◆ Records from a data source:

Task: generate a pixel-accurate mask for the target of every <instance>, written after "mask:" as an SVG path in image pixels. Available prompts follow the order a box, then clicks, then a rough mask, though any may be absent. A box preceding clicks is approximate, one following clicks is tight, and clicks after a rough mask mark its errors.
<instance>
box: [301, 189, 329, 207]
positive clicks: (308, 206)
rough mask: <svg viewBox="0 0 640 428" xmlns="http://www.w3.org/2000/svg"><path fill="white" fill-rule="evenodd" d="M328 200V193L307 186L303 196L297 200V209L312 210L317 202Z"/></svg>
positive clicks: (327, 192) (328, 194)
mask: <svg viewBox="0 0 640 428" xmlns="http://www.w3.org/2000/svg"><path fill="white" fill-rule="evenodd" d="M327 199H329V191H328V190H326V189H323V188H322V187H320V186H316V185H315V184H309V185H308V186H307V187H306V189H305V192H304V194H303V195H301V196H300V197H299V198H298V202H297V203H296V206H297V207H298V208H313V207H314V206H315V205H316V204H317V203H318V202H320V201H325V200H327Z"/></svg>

◆ HOW TO COMPLETE THIS TASK: Without changing a word, write out each entry again.

◆ SOLVED EXERCISE:
Task: generate a pixel-accurate mask for the target of every <instance>, written after "mask:" as an SVG path in image pixels. Available prompts follow the order a box, then clicks, then a rough mask, though any may be absent. A box preceding clicks is approximate, one following clicks is tight, and clicks after a rough mask mark its errors.
<instance>
box: [301, 189, 329, 207]
positive clicks: (308, 206)
rough mask: <svg viewBox="0 0 640 428" xmlns="http://www.w3.org/2000/svg"><path fill="white" fill-rule="evenodd" d="M328 200V193L307 186L303 196L297 200V209L312 210L317 202Z"/></svg>
positive clicks: (327, 192) (328, 194)
mask: <svg viewBox="0 0 640 428" xmlns="http://www.w3.org/2000/svg"><path fill="white" fill-rule="evenodd" d="M327 199H329V191H328V190H326V189H323V188H322V187H320V186H316V185H315V184H309V185H308V186H307V187H306V189H305V192H304V194H303V195H301V196H300V197H299V198H298V202H297V203H296V206H297V207H298V208H313V207H314V206H315V205H316V204H317V203H318V202H320V201H325V200H327Z"/></svg>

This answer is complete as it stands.